• _WHAT YOU NEED TO DO_:
Please rewrite the rows below, changing "pine tree" to "spruce" and leaving everything else as it is. Omit the pictures from your version.

• _DATA SUPPLIED_:
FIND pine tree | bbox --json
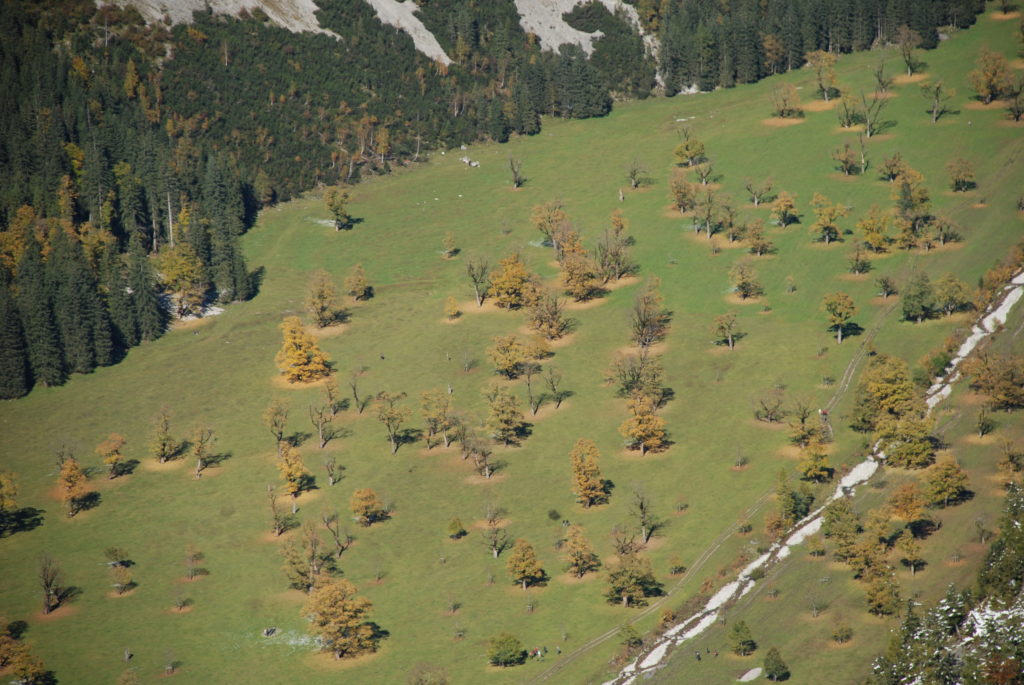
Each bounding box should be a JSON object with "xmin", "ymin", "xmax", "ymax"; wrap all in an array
[
  {"xmin": 302, "ymin": 579, "xmax": 380, "ymax": 658},
  {"xmin": 345, "ymin": 264, "xmax": 373, "ymax": 300},
  {"xmin": 562, "ymin": 525, "xmax": 601, "ymax": 577},
  {"xmin": 505, "ymin": 539, "xmax": 547, "ymax": 590},
  {"xmin": 274, "ymin": 316, "xmax": 331, "ymax": 383},
  {"xmin": 569, "ymin": 437, "xmax": 608, "ymax": 507},
  {"xmin": 150, "ymin": 406, "xmax": 178, "ymax": 464},
  {"xmin": 0, "ymin": 285, "xmax": 30, "ymax": 399},
  {"xmin": 605, "ymin": 552, "xmax": 662, "ymax": 606},
  {"xmin": 127, "ymin": 234, "xmax": 167, "ymax": 340},
  {"xmin": 729, "ymin": 620, "xmax": 758, "ymax": 656},
  {"xmin": 764, "ymin": 647, "xmax": 790, "ymax": 681},
  {"xmin": 14, "ymin": 234, "xmax": 66, "ymax": 387}
]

• _FINISHED ANSWER_:
FIND spruce | bbox --json
Each bounding box should be a JSON object with "xmin", "ymin", "xmax", "ymax"; wrap all in an array
[
  {"xmin": 302, "ymin": 579, "xmax": 380, "ymax": 658},
  {"xmin": 345, "ymin": 264, "xmax": 373, "ymax": 300},
  {"xmin": 562, "ymin": 525, "xmax": 601, "ymax": 577},
  {"xmin": 505, "ymin": 539, "xmax": 547, "ymax": 590},
  {"xmin": 274, "ymin": 316, "xmax": 331, "ymax": 383},
  {"xmin": 569, "ymin": 437, "xmax": 608, "ymax": 507},
  {"xmin": 150, "ymin": 406, "xmax": 178, "ymax": 464},
  {"xmin": 0, "ymin": 285, "xmax": 30, "ymax": 399},
  {"xmin": 605, "ymin": 552, "xmax": 662, "ymax": 606},
  {"xmin": 127, "ymin": 234, "xmax": 167, "ymax": 340},
  {"xmin": 729, "ymin": 620, "xmax": 758, "ymax": 656},
  {"xmin": 764, "ymin": 647, "xmax": 790, "ymax": 681},
  {"xmin": 14, "ymin": 234, "xmax": 66, "ymax": 387}
]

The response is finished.